**MATERIAL PROVIDED**
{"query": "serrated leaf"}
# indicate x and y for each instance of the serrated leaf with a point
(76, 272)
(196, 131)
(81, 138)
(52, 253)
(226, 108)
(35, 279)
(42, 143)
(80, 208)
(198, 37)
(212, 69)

**EXERCISE DIRECTIONS**
Rewrite the records above, replacing "serrated leaf" with "jagged leaf" everywhere and leaving everything else unchanged.

**SOLVED EXERCISE**
{"query": "jagged leaf"}
# indicate x and y for each instance of the jagged leaf with a point
(76, 272)
(196, 131)
(81, 138)
(52, 253)
(226, 108)
(35, 279)
(42, 143)
(80, 208)
(198, 37)
(212, 69)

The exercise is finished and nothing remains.